Saujana Hutan Bakau Bali




Siapa sangka di dekat Simpang Dewaruci yang padat dan bising tersembunyi Wisata Hutan Mangroove yang hijau dan menenangkan. Siang itu, saya masih menikmati hari-hari pertama sehabis menerima gaji, ditemani buku baru dan segelas kopi di restoran waralaba Donat dan Kopi di Mall Galeria, saat seorang teman mengajak saya untuk mengunjungi Hutan Mangroove. Senyaman-nyamannya kafe dengan penyejuk udara saya lebih memilih syahdu angin dan hijau daun dari alam. Segera saya sanggupi ajakannya.



Saya tidak pernah menyangka lokasi Hutan Mangroove yang dia maksud hanya beberapa ratus meter dari Mall tempat saya bersantai. Selepas Simpang Dewaruci yang panas dan padat kendaraan, saya menuju Jalan By Pass Ngurah Rai dan segera menemukan jalan masuk di kanan jalan. Setelah menemukan tempat memutar terdekat akhirnya saya masuk ke gerbang tempat wisata ini. Atmosfer berubah seketika, dari jalanan yang bising dan diapit bangunan beton menjadi jalan sempit berkelok dengan hutan di kiri kanan. Dua kali kami menjumpai biawak yang tiba-tiba menyebrang jalan. Burung-burung asik bertengger sambil menunggu mangsa di air payau. Damai, kata yang bisa mendeskripsikan tempat ini.

§ Data yang Diberikan
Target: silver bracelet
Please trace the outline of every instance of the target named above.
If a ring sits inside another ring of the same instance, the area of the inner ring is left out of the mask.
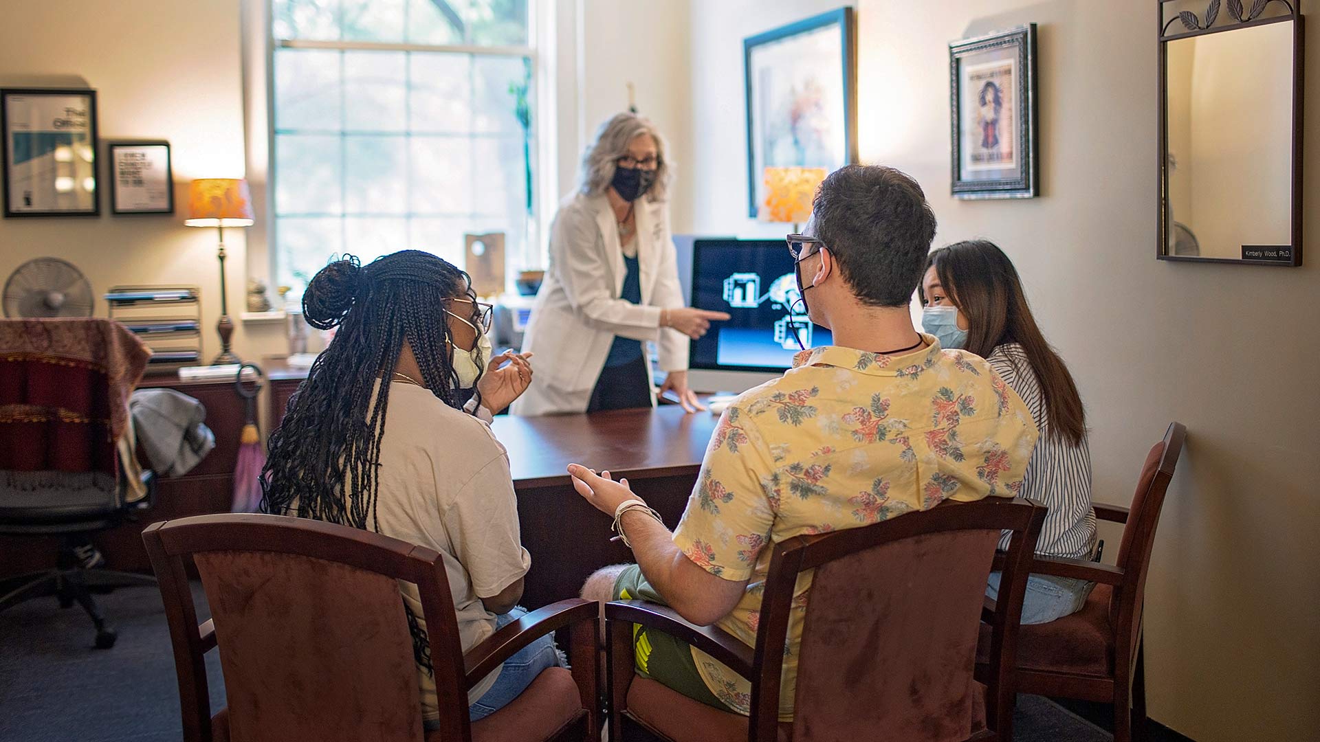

§ Petunjuk Tugas
Tuliskan kembali secara persis bagian bacaan tentang hutan bakau di Bali, dari kata-kata "Saya tidak pernah" sampai dengan "mendeskripsikan tempat ini.", termasuk keduanya. Data tersebut tidak diperlukan dalam latihan ini.

§ Hasil Latihan
Saya tidak pernah menyangka lokasi Hutan Mangroove yang dia maksud hanya beberapa ratus meter dari Mall tempat saya bersantai. Selepas Simpang Dewaruci yang panas dan padat kendaraan, saya menuju Jalan By Pass Ngurah Rai dan segera menemukan jalan masuk di kanan jalan. Setelah menemukan tempat memutar terdekat akhirnya saya masuk ke gerbang tempat wisata ini. Atmosfer berubah seketika, dari jalanan yang bising dan diapit bangunan beton menjadi jalan sempit berkelok dengan hutan di kiri kanan. Dua kali kami menjumpai biawak yang tiba-tiba menyebrang jalan. Burung-burung asik bertengger sambil menunggu mangsa di air payau. Damai, kata yang bisa mendeskripsikan tempat ini.